• WORK INSTRUCTIONS:
A: In the article about Trump's Charlottesville remarks, which White House spokesman called minimizing what was displayed in Charlottesville "repugnant and divisive"?
B: Extend the article about Trump's Charlottesville remarks with a further passage that picks up after its last sentence.

• SELECTED TEXT:
╔══

Donald Trump on April 25 claimed the fatal 2017 White Nationalist rally in Charlottesville, Virginia, was “nothing” compared to ongoing pro-Palestinian campus protests. It was his latest burst of rhetoric designed to minimize a bloody and racist incident that was one of the most criticized moments of his corrupt presidency.

Speaking in a Manhattan courtroom hallway at the end of his criminal conspiracy and a cover-up trial involving “hush money” payments, Trump spouted accusations against federal authorities. He criticized the Biden Administration – at his criminal trial – for allowing student protesters to set up encampments as they call for a cease-fire in the war Israel launched after the October 7 attack by Hamas.

President Biden has recently, as he often does, publicly brought up the Charlottesville rally that sparked his decision to run against Trump in 2020, where torch-wielding White Supremacists marched to protest the removal of a statue of Confederate General Robert E. Lee, chanting “You will not replace us!” and “Jews will not replace us!”

“We’re having protests all over. He was talking about Charlottesville,” Trump said. “Charlottesville was a little peanut. And it was nothing compared — and the hate wasn’t the kind of hate that you have here.”

Trump has tried to pin reported instances of antisemitism around the campus protests to President Biden, even though his MAGA faction of the Republican Party has promoted antisemitism.

By invoking Charlottesville, Trump again raised his history of courting extremists and his repeated refusal to disavow groups like the Proud Boys, some of whom went on to participate in the violent attack and insurrection on the U.S. Capitol on January 6, 2021.

The Biden administration quickly condemned Trump’s false statements.

“Minimizing the antisemitic and White Supremacist poison displayed in Charlottesville is repugnant and divisive,” White House spokesman Andrew Bates said.

Hundreds of White Nationalists descended on the city on August 11 and 12 in 2017. Clashes between White Nationalists and anti-racism protesters broke out both days, prompting authorities to declare the gathering on August 12 an “unlawful assembly” and to order crowds to disperse.

╚══

• STORED DATA:
╔══

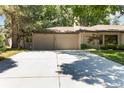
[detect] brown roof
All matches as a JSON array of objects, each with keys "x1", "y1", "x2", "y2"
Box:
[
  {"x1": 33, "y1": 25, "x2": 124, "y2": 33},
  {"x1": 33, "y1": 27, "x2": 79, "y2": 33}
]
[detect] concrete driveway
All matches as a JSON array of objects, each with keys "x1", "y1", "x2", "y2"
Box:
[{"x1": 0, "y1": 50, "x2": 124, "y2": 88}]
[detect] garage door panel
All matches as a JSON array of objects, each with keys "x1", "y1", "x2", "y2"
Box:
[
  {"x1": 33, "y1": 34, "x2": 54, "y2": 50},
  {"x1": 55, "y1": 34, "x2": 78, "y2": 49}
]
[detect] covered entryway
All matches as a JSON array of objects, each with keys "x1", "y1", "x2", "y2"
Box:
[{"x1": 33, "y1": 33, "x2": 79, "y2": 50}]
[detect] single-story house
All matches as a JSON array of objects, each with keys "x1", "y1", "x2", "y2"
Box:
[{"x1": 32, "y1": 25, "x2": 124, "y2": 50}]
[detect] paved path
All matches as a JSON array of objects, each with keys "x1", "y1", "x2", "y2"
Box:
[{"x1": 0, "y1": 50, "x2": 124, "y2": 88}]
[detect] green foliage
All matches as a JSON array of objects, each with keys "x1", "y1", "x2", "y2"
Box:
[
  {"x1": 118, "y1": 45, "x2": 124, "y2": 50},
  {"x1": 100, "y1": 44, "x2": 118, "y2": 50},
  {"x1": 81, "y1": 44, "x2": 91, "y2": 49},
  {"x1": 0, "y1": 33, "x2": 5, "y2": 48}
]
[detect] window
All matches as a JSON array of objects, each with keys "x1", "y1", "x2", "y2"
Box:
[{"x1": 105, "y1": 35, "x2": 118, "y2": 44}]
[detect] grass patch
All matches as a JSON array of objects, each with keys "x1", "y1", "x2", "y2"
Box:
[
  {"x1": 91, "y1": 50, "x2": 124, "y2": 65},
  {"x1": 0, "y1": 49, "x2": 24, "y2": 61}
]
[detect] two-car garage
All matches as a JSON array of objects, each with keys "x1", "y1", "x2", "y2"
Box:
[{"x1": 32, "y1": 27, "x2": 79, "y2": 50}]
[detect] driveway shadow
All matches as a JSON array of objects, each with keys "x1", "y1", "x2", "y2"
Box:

╚══
╔══

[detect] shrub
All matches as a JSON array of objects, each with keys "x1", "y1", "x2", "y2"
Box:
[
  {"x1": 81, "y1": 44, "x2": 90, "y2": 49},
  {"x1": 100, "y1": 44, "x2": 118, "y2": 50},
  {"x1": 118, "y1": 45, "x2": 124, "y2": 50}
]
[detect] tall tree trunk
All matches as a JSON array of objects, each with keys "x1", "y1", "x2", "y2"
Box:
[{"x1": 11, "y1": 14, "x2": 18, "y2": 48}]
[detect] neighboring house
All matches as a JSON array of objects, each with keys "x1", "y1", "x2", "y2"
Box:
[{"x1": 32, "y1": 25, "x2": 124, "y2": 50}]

╚══

• ANSWERS TO EACH TASK:
A: Andrew Bates

B:
It was after that announcement that a man premeditatedly rammed his car into a peaceful group of counter-protesters. One young woman died and 35 others were seriously injured.

Days after the deadly rally, Trump told reporters that “you had some very bad people in that group, but you also had people that were very fine people, on both sides.”

It was, as President Biden has said, when he knew he would run for president again. He talks about the moment often, including at a recent campaign event.

“When those folks came walking out of those fields — down in Charlottesville, Virginia — carrying Nazi banners, singing the same garbage that they sang in Hitler’s streets in Germany in the ’30s, carrying torches, accompanied by the Ku Klux Klan, and a young woman was killed, I decided that I had to run. I had to run,” he said. “Our democracy is at stake, and it really is.”

The protests that have swept across college campuses in recent days come as tensions rise in the U.S. over the nation’s role in the Israel-Hamas war, particularly as civilian deaths mount in Gaza. More than 34,000 Palestinians – mostly women and children – have been killed in the unrestrained Israeli offensive driven by Prime Minister Benjamin Netanyahu.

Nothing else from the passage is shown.